ASSIGNED TASK
Every line with "trim" in it must be copied from the data.

--- RECORDS PROVIDED ---

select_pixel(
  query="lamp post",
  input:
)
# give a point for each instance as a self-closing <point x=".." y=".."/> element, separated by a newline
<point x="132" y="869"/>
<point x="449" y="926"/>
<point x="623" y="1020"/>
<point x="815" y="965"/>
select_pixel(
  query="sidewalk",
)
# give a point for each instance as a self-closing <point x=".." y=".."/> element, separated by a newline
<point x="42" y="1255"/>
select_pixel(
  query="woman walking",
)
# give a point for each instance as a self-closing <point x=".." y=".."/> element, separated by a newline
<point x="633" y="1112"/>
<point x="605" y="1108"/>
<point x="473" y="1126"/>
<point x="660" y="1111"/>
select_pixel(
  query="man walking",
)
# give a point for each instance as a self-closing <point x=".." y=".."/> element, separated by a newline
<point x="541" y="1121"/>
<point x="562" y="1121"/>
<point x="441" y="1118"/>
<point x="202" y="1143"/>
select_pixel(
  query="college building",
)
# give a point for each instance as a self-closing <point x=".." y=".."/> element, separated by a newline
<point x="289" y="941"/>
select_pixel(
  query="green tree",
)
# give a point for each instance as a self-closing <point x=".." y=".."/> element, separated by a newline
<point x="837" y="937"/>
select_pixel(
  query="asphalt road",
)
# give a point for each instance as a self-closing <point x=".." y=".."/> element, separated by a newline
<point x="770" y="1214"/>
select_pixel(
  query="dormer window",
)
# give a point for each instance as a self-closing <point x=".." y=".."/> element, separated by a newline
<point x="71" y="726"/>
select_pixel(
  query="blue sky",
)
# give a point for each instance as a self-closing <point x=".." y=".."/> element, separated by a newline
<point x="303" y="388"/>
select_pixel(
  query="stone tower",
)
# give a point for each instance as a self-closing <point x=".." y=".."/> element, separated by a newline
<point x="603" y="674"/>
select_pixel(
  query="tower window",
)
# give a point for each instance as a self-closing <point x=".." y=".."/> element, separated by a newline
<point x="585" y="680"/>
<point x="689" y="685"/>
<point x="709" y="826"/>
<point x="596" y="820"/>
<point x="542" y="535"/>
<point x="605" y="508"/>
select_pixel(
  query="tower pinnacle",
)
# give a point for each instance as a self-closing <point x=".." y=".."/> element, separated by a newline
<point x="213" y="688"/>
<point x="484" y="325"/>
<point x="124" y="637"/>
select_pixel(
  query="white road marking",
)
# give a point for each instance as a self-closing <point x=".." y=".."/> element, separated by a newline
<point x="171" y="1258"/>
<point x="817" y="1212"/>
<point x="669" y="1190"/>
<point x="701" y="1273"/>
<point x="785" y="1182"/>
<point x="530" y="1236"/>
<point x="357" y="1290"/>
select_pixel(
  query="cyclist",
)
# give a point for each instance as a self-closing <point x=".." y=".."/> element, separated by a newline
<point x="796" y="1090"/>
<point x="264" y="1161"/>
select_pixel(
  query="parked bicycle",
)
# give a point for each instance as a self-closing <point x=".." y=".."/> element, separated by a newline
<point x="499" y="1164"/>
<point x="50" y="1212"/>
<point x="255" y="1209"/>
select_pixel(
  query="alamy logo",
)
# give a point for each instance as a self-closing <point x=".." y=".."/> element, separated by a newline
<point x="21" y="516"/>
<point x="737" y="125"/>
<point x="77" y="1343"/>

---
--- RECORDS PROVIDED ---

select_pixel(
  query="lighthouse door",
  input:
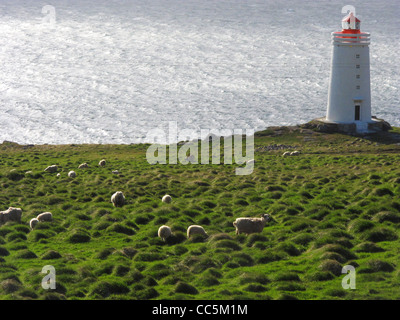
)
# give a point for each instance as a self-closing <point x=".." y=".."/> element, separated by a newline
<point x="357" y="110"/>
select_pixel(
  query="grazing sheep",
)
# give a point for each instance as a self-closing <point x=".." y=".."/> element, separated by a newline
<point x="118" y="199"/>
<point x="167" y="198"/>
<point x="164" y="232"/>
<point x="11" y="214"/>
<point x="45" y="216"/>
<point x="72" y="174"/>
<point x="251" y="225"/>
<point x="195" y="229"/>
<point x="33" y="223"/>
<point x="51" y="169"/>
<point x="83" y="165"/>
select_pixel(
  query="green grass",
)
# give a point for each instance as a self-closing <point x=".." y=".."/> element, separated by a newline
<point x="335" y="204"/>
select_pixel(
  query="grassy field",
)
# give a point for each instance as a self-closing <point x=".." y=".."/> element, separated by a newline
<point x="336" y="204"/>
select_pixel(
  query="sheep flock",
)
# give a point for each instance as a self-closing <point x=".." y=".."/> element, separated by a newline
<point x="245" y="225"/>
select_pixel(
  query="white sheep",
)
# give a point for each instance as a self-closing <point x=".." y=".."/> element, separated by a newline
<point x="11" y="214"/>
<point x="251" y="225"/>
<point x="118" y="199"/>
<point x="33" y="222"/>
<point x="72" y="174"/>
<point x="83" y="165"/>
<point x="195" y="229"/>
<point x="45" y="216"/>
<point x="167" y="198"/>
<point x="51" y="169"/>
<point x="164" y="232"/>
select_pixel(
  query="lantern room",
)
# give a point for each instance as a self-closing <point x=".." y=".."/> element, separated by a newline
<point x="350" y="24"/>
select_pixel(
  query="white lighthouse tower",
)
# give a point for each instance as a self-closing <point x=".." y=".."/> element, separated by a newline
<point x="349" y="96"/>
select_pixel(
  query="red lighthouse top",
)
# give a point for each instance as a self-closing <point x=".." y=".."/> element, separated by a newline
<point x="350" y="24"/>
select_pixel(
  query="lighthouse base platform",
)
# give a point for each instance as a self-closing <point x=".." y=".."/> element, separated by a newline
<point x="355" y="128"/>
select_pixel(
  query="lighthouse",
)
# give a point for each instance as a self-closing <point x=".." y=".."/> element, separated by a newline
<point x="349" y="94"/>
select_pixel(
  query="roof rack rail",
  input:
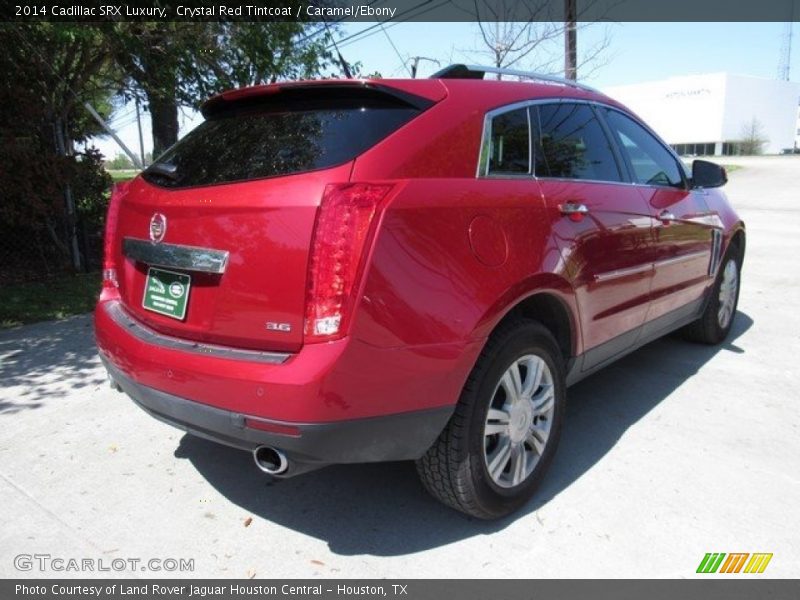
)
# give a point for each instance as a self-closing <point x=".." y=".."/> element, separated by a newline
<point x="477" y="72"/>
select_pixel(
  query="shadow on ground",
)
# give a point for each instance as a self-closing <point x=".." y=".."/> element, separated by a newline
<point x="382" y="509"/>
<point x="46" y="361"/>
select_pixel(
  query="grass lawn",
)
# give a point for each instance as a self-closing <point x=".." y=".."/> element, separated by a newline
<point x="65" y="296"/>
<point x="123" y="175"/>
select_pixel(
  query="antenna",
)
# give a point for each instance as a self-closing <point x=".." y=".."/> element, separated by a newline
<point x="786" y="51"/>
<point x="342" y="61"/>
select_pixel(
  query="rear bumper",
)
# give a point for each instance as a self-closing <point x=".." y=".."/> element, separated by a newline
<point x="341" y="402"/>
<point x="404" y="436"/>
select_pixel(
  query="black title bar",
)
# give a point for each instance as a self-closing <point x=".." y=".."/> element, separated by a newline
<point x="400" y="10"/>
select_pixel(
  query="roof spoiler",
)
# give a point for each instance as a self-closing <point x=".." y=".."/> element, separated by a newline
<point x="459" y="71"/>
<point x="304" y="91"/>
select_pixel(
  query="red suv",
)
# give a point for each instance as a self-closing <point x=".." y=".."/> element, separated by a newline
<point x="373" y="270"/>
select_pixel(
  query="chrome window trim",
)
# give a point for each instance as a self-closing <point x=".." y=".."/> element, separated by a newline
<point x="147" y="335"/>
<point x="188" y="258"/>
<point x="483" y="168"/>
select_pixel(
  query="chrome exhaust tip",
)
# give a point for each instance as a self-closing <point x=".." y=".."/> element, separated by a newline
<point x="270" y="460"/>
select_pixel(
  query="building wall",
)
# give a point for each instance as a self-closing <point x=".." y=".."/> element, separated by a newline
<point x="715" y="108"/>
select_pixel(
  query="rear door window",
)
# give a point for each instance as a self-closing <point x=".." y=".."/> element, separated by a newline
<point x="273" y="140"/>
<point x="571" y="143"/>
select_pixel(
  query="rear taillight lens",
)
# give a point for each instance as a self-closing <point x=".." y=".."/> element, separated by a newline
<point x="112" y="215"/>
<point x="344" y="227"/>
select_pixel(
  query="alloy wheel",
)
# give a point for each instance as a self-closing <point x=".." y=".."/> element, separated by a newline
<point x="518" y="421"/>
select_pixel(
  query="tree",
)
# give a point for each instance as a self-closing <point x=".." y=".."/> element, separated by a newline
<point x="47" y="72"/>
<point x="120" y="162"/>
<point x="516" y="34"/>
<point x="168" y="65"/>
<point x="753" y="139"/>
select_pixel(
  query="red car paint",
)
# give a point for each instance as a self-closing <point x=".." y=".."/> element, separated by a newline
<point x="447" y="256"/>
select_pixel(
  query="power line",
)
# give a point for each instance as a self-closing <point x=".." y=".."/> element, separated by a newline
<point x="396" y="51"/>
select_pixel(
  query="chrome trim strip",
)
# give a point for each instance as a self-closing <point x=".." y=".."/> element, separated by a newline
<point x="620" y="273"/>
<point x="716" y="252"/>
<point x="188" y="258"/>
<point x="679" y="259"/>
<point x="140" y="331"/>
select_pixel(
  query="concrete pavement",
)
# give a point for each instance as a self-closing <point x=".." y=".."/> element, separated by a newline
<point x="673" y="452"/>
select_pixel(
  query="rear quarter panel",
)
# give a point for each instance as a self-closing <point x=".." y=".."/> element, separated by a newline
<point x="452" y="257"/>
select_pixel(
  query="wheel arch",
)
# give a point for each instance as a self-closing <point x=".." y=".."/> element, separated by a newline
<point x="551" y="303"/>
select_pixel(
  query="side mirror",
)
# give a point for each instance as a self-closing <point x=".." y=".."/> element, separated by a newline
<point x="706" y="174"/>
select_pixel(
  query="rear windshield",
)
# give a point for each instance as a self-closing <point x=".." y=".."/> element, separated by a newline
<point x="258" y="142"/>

---

WRITTEN REPLY
  query="chrome window trim",
  query="chrome trim strip",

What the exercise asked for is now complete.